## Aufgaben
1) Aktualisiere im Textauszug über Medikationsmanagement den Abschnitt zwischen „Medikationsmanagement: Die Sicht“ und „Aufgaben umfasst es?“ einschließlich, indem du „Medikationsmanagement“ durch „Arzneimittelmanagement“ ersetzt, und gib den Abschnitt vollständig wieder.
2) Schreibe den Textauszug über Medikationsmanagement im Anschluss an seinen letzten Satz weiter.

## Textauszug

=======

Medikationsmanagement: Die Sicht der Ärzte

Apotheker Krone: Was versteht die Ärzteschaft unter dem Begriff Medikationsmanagement bzw. welche Aufgaben umfasst es?

Prof. Szekeres: „Der Begriff Medikationsmanagement ist in der Ärzteschaft nicht sehr gebräuchlich. Grundsätzlich umfasst er eine der grundlegenden Tätigkeiten der Ärzteschaft, die man ebenso als Diagnose, Therapievorschlag und Verordnung bezeichnen könnte. Je mehr Medikamente ein Patient einnehmen muss, umso komplexer wird diese Tätigkeit. Die Besprechung, Strukturierung und Optimierung von Medikationen sind komplexe medizinische Tätigkeiten, die von Ärztinnen und Ärzten ausgeführt werden sollten.“

Wie soll Collaborative Care aus Ihrer Sicht aussehen?

=======

## Bereitgestellte Einträge
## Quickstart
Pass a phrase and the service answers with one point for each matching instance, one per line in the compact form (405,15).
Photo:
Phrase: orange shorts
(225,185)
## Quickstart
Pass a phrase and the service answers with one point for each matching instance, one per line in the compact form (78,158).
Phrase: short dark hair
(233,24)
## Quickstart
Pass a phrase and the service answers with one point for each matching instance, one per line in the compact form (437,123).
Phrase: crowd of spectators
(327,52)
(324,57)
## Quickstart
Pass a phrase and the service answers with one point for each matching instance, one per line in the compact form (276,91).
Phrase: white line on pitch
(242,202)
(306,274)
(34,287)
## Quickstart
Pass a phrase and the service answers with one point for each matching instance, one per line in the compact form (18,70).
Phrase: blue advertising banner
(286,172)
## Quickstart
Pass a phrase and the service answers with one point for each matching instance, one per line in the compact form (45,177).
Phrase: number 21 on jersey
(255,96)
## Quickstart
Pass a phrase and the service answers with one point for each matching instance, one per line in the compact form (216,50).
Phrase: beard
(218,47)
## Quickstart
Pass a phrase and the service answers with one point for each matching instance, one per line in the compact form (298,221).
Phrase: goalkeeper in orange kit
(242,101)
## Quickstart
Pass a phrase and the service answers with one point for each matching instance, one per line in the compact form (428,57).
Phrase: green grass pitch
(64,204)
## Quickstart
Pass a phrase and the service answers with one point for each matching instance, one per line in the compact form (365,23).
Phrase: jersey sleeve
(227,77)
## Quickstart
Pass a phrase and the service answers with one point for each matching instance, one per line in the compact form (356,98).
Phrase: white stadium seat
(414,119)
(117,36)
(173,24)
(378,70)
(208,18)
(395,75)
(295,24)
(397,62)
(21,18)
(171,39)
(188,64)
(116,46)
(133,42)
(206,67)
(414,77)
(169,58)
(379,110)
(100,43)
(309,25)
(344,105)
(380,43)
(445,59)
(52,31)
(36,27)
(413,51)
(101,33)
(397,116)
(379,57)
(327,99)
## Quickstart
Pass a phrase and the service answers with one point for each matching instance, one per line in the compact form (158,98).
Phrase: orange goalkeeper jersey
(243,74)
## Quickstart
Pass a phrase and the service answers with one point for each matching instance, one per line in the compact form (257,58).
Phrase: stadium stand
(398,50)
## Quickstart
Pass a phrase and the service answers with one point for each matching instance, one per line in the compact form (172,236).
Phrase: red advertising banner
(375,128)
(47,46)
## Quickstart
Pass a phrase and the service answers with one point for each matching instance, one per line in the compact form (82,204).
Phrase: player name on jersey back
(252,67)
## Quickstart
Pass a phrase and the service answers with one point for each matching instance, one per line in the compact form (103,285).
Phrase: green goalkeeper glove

=======

## Lösungen
1)
Arzneimittelmanagement: Die Sicht der Ärzte

Apotheker Krone: Was versteht die Ärzteschaft unter dem Begriff Arzneimittelmanagement bzw. welche Aufgaben umfasst es?

2)
„Die Zusammenarbeit zwischen den einzelnen Professionen im Gesundheitssektor ist ein sehr wichtiger Faktor für eine optimale Versorgung der Patienten. Dabei ist es von großer Bedeutung, dass einzelne Akteure gut zusammen­arbeiten. Im Bereich der Medikation verlassen sich die Patienten darauf, dass die Therapiehoheit beim Arzt liegt. Es ist daher problematisch, wenn der Patient ohne Rücksprache mit dem behandelnden Arzt ein anderes Medikament oder eine andere Dosierung in der Apotheke erhält.“

Wie beurteilen Sie die Entwicklungen von Collaborative Care um Österreich herum, z. B. in Deutschland oder Großbritannien, wo die Patientenservices von Ärzten und Apothekern hinsichtlich Medikationsmanagement zusehends verschmelzen?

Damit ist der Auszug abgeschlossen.